Enjoy. If you want to dip your toes in the water, you can go through

[https://learnxinyminutes.com/docs/fsharp/](https://learnxinyminutes.com/docs/fsharp/)

for a quick introduction.

If you have background in functional languages/programming, most of it should
look familiar. If you come from an OO or a procedural background, then it
might take some getting used to.

But if you are looking to get a job at a windows shop, I'd stick to C# ( or
VB.Net ) as that's where most of the jobs are.

------
pbreit
I am shocked at how many situations I've been in where the engineering team
has delivered a drastically over-complicated, usually micro-service-based,
system. Ten engineers working for a year where I could easily see 1-2
Rails/Django devs delivering more in 2 months.

------
blackmagevivi9
Clojure was fun overall. The not so fun part was integrating with necessary
Java libraries with crazy/stereotypical abstraction patterns. Necessary
because Clojure library offering isn't rich; not to knock on all the beautiful
open source work that's out there.

(Point annotation records)
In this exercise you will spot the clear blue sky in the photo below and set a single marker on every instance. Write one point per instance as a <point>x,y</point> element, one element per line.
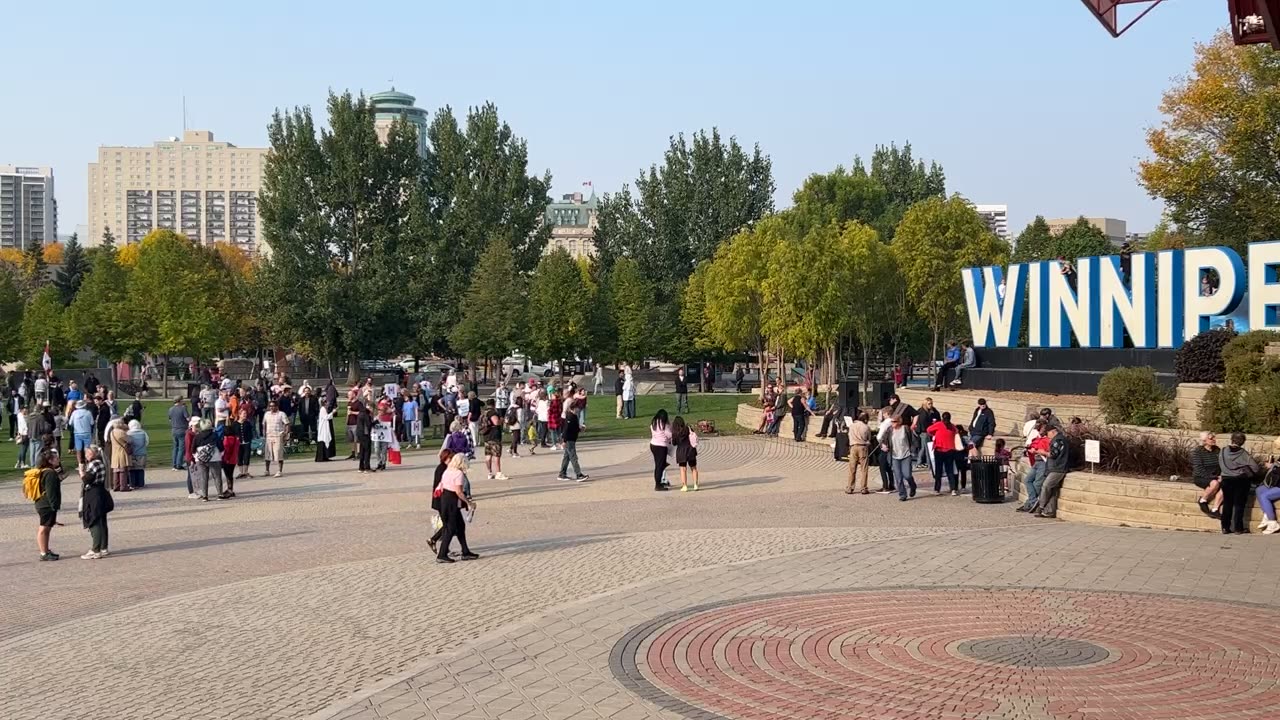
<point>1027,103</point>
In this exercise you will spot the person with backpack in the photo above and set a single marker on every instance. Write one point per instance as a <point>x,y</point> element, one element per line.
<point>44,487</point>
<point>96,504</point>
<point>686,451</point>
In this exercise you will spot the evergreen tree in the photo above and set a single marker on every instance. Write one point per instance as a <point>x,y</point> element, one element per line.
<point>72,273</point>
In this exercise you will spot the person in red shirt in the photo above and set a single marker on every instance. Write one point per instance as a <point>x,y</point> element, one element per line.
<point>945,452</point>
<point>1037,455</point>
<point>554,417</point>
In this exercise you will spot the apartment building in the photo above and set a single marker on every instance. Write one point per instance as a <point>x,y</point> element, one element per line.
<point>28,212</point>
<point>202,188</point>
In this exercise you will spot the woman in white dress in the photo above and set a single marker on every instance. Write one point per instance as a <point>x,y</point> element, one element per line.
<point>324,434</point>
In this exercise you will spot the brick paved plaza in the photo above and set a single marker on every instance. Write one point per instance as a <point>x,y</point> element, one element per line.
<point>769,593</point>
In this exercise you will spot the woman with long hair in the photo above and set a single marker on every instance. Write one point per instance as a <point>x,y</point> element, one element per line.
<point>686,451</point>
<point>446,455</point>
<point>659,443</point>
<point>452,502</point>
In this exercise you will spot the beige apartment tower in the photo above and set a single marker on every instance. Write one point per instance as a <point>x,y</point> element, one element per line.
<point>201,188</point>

...

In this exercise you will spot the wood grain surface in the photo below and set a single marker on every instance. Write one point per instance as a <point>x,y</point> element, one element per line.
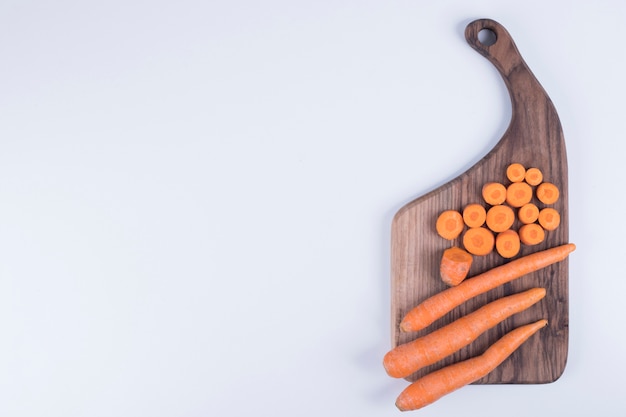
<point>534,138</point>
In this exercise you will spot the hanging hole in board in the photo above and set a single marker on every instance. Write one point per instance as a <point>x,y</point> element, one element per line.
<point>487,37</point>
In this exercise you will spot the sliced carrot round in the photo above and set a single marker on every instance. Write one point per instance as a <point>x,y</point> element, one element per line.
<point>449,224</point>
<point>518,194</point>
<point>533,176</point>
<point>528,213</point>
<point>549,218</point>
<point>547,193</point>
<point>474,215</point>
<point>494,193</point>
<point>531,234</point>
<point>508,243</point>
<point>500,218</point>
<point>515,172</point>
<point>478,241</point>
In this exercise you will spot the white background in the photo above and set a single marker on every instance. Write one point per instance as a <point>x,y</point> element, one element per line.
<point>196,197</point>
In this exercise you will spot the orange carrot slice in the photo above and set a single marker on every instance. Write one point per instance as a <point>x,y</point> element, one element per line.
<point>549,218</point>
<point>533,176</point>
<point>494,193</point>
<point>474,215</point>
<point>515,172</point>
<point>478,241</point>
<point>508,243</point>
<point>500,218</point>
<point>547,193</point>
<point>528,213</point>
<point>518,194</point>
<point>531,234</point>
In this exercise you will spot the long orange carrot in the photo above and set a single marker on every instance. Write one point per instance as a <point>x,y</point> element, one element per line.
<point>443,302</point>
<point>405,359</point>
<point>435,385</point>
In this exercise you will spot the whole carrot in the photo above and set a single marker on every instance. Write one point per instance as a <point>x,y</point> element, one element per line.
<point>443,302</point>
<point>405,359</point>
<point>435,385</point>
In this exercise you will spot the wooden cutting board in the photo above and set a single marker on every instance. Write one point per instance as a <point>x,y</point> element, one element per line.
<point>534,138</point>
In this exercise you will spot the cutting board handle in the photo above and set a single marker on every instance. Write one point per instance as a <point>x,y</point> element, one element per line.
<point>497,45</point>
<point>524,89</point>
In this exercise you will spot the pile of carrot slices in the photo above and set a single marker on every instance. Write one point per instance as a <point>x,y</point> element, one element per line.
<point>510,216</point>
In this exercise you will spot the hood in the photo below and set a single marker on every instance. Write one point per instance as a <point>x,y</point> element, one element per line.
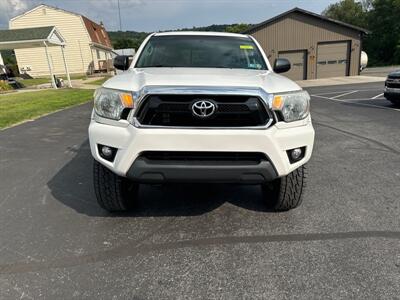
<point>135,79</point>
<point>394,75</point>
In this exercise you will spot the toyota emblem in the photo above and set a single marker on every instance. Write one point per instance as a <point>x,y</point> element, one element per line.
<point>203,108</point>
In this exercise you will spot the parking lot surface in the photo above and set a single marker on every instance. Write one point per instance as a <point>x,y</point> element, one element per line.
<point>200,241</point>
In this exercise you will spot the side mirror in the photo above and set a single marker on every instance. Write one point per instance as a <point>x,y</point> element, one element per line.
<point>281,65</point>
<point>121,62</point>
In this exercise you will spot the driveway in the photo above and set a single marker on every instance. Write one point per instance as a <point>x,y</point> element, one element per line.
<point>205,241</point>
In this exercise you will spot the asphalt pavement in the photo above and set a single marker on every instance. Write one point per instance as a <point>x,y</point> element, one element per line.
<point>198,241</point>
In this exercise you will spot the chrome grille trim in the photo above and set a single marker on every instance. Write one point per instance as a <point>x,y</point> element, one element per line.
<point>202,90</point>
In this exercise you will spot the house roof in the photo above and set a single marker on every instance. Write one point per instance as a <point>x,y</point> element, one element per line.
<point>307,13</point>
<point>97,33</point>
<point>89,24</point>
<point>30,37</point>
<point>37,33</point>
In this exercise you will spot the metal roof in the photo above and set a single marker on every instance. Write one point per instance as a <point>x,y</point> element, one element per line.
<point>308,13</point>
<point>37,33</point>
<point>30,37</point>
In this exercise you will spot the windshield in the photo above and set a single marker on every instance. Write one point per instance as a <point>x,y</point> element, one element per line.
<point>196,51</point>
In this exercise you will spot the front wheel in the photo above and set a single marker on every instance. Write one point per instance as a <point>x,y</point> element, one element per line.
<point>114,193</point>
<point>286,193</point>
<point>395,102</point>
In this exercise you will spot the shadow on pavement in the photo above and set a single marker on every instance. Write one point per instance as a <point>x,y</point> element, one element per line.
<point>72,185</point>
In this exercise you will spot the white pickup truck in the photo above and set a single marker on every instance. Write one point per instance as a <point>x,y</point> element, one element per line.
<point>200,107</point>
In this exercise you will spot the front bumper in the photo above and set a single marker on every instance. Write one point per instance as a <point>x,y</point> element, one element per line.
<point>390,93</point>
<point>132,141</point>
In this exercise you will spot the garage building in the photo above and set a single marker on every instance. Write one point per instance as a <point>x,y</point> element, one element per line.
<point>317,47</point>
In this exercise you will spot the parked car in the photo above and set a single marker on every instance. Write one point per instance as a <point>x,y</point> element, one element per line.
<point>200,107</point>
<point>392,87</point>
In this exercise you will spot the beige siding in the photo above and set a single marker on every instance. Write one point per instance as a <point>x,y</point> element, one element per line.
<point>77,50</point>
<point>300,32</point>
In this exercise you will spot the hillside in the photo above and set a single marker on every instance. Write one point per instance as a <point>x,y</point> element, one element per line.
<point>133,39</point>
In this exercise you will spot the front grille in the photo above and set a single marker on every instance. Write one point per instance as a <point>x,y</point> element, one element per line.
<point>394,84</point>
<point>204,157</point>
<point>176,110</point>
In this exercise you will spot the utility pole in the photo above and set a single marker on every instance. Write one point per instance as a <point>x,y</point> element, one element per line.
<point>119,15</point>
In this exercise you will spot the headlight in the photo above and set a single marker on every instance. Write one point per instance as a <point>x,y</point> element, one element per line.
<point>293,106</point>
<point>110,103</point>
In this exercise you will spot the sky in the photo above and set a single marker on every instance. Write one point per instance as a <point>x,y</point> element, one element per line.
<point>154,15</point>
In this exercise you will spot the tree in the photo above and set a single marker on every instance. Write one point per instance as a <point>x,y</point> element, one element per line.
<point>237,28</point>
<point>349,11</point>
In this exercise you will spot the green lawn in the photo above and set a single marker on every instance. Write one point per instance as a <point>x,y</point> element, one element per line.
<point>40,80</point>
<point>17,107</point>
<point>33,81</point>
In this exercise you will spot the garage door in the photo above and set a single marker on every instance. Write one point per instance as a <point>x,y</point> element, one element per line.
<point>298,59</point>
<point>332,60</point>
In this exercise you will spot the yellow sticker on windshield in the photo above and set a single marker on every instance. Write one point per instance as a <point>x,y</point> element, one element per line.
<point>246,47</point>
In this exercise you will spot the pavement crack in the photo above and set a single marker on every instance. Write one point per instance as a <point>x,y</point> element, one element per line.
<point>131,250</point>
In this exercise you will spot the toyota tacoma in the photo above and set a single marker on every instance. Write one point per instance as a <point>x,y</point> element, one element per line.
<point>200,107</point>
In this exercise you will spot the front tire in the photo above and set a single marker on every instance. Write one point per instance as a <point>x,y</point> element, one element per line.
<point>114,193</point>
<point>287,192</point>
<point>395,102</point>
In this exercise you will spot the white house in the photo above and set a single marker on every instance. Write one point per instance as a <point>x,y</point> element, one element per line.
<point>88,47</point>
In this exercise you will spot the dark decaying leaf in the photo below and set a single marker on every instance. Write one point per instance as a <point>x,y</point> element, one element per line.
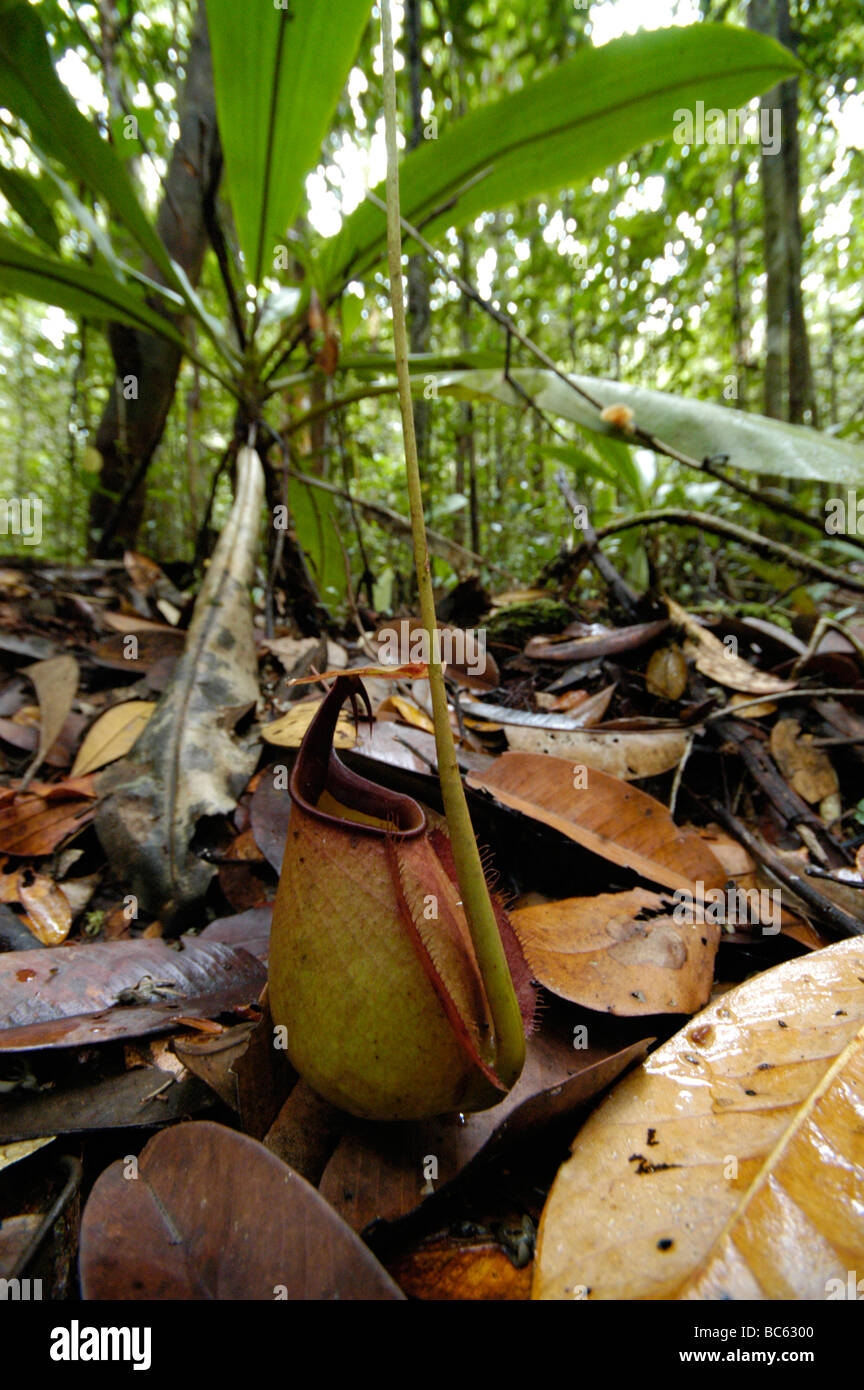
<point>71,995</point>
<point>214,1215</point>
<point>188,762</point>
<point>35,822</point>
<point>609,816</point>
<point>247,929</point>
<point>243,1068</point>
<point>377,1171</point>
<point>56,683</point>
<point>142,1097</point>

---

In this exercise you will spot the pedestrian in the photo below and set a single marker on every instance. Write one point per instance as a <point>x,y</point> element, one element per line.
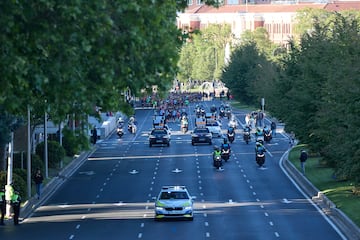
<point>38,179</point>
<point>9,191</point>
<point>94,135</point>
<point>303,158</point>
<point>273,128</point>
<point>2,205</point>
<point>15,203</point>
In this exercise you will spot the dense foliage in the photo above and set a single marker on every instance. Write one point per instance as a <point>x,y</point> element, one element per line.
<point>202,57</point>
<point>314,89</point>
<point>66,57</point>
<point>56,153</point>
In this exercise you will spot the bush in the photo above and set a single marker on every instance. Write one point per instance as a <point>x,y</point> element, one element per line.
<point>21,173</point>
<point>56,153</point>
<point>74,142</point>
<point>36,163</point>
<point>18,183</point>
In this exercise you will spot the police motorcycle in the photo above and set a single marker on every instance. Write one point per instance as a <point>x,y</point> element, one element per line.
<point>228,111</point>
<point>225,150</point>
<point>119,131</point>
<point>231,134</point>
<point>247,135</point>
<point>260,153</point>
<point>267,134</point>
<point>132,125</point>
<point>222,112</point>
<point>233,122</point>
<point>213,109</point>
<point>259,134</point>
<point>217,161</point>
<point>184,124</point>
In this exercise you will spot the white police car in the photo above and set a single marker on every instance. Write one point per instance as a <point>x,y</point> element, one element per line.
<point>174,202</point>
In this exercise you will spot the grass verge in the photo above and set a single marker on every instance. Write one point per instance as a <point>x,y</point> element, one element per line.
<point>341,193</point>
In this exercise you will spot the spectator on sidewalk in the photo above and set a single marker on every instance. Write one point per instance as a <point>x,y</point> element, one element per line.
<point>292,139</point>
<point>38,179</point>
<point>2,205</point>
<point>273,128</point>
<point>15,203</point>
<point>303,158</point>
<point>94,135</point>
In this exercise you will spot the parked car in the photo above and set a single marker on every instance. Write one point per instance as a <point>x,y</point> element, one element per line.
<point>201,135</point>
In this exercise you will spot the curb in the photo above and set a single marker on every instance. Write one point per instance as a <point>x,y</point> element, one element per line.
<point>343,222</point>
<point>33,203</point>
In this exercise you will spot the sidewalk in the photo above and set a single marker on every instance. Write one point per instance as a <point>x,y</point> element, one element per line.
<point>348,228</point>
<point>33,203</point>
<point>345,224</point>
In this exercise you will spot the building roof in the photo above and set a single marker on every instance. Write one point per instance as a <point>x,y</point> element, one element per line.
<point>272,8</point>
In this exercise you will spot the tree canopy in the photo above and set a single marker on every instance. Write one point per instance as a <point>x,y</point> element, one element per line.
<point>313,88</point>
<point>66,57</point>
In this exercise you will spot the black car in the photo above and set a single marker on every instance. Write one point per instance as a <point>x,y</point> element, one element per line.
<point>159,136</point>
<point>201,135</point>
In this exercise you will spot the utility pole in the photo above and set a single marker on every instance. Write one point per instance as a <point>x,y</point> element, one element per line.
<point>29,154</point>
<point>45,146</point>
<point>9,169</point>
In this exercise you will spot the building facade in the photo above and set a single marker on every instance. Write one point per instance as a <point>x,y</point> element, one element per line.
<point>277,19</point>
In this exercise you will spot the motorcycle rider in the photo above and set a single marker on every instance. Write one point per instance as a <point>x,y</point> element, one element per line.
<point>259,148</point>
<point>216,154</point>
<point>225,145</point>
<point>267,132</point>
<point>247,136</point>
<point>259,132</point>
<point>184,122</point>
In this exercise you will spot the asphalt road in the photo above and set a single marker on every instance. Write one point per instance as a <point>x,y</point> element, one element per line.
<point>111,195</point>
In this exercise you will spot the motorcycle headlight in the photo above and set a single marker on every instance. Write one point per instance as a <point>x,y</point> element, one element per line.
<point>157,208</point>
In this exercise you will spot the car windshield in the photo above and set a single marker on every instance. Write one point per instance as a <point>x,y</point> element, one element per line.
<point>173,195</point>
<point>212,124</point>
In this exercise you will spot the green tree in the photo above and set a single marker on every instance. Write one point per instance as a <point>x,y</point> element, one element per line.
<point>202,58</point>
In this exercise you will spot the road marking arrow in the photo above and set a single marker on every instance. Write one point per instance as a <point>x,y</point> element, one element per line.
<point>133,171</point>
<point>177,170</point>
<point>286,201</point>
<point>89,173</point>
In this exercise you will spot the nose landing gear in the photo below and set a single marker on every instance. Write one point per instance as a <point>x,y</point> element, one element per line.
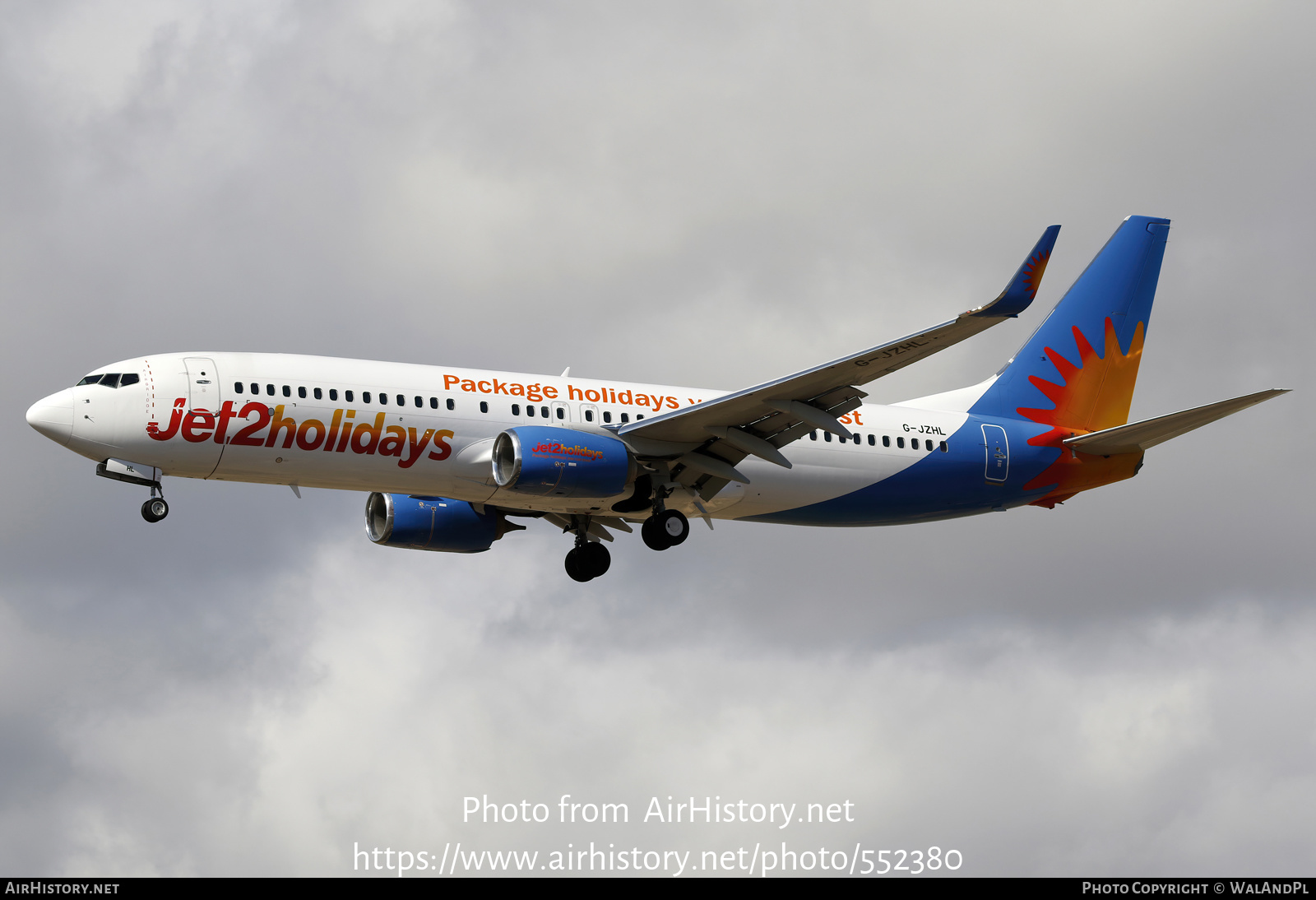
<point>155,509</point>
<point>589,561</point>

- **AIM**
Set down the entire forum excerpt about programming languages word for word. Rely solely on the forum excerpt about programming languages.

- **TASK ANSWER**
Enjoy. If you want to dip your toes in the water, you can go through

[https://learnxinyminutes.com/docs/fsharp/](https://learnxinyminutes.com/docs/fsharp/)

for a quick introduction.

If you have background in functional languages/programming, most of it should
look familiar. If you come from an OO or a procedural background, then it
might take some getting used to.

But if you are looking to get a job at a windows shop, I'd stick to C# ( or
VB.Net ) as that's where most of the jobs are.

------
pbreit
I am shocked at how many situations I've been in where the engineering team
has delivered a drastically over-complicated, usually micro-service-based,
system. Ten engineers working for a year where I could easily see 1-2
Rails/Django devs delivering more in 2 months.

------
blackmagevivi9
Clojure was fun overall. The not so fun part was integrating with necessary
Java libraries with crazy/stereotypical abstraction patterns. Necessary
because Clojure library offering isn't rich; not to knock on all the beautiful
open source work that's out there.